EXTRAIT DE DONNÉES:
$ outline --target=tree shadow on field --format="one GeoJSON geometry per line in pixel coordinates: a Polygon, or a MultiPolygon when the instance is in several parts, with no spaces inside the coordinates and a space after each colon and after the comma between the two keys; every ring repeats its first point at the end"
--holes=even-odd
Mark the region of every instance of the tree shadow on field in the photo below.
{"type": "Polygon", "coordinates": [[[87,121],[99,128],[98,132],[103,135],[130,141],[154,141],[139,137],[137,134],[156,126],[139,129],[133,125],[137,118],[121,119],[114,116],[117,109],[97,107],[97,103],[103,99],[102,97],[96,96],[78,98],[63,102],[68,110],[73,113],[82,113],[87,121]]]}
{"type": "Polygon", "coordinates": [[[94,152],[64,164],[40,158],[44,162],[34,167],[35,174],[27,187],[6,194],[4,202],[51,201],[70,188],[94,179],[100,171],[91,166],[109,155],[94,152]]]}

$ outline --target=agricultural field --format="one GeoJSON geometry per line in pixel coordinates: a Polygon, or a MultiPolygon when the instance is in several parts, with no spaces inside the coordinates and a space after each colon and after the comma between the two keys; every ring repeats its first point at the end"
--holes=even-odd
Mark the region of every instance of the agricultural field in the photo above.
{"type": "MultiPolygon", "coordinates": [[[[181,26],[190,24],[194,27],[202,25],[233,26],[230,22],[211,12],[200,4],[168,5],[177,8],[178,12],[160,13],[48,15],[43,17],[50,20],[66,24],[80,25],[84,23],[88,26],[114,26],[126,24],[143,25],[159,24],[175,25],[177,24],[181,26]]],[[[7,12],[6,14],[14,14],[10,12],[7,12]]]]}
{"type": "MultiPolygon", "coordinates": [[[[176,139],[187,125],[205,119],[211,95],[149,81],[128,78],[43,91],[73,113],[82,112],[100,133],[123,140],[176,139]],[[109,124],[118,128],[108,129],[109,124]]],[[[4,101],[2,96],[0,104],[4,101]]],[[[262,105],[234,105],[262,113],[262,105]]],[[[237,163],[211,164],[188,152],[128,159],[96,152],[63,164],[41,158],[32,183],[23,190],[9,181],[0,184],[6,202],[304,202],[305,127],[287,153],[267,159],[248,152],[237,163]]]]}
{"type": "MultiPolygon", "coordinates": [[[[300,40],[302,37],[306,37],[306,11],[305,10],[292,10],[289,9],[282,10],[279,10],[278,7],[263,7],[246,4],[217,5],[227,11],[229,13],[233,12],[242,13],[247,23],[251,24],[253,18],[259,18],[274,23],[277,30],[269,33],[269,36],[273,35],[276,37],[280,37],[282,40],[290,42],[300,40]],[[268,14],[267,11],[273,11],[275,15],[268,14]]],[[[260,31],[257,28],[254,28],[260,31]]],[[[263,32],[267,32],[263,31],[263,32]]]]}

EXERCICE PROPOSÉ:
Pouvez-vous recopier tous les items ci-dessus en remplaçant « Mark » par « Outline », sans rien changer d'autre ?

CORRIGÉ RÉDIGÉ:
$ outline --target=tree shadow on field --format="one GeoJSON geometry per line in pixel coordinates: a Polygon, or a MultiPolygon when the instance is in several parts, with no spaces inside the coordinates and a space after each colon and after the comma between the two keys; every ring repeats its first point at the end"
--holes=even-odd
Outline the region of every instance of the tree shadow on field in the photo below.
{"type": "Polygon", "coordinates": [[[87,121],[99,128],[98,132],[103,135],[130,141],[154,141],[139,137],[137,134],[156,126],[139,129],[133,125],[137,118],[121,119],[114,116],[117,109],[97,107],[97,103],[103,99],[102,97],[96,96],[78,98],[63,102],[68,110],[73,113],[82,113],[87,121]]]}
{"type": "Polygon", "coordinates": [[[94,152],[64,164],[40,158],[44,162],[34,167],[35,174],[27,187],[6,194],[4,202],[51,201],[70,188],[94,179],[100,171],[91,166],[109,155],[94,152]]]}

$ outline --target=agricultural field --format="one GeoJSON geometry per line in pixel coordinates: a Polygon, or a MultiPolygon when the instance is in several parts, with no spaces inside the coordinates and a space after each colon and after the comma between the two keys; every ring repeats its first point at the end"
--holes=even-odd
Outline the region of every instance of the agricultural field in the photo above.
{"type": "MultiPolygon", "coordinates": [[[[181,26],[190,24],[194,27],[202,25],[233,26],[230,22],[211,12],[200,4],[168,5],[177,8],[178,12],[160,13],[48,15],[43,17],[50,20],[66,24],[80,25],[84,23],[88,26],[114,26],[126,24],[143,25],[159,24],[175,25],[177,24],[181,26]]],[[[7,12],[6,14],[14,14],[10,12],[7,12]]]]}
{"type": "MultiPolygon", "coordinates": [[[[176,139],[187,125],[205,119],[211,95],[149,81],[128,78],[43,91],[73,113],[82,112],[100,133],[123,140],[176,139]],[[109,124],[118,128],[108,129],[109,124]]],[[[4,101],[2,96],[0,104],[4,101]]],[[[262,105],[234,105],[262,113],[262,105]]],[[[237,163],[211,164],[188,152],[128,159],[96,152],[63,164],[41,158],[32,183],[23,190],[9,181],[0,184],[6,202],[304,202],[305,127],[287,153],[267,159],[248,152],[237,163]]]]}
{"type": "MultiPolygon", "coordinates": [[[[300,40],[302,37],[306,37],[306,11],[305,10],[292,10],[289,9],[282,10],[279,10],[278,7],[263,7],[246,4],[217,5],[227,11],[229,13],[233,12],[242,13],[247,23],[251,24],[253,18],[259,18],[274,23],[277,30],[269,33],[269,36],[273,35],[276,37],[280,37],[282,40],[290,42],[300,40]],[[268,14],[267,11],[273,11],[275,15],[268,14]]],[[[260,31],[257,28],[254,28],[260,31]]],[[[263,32],[267,32],[263,31],[263,32]]]]}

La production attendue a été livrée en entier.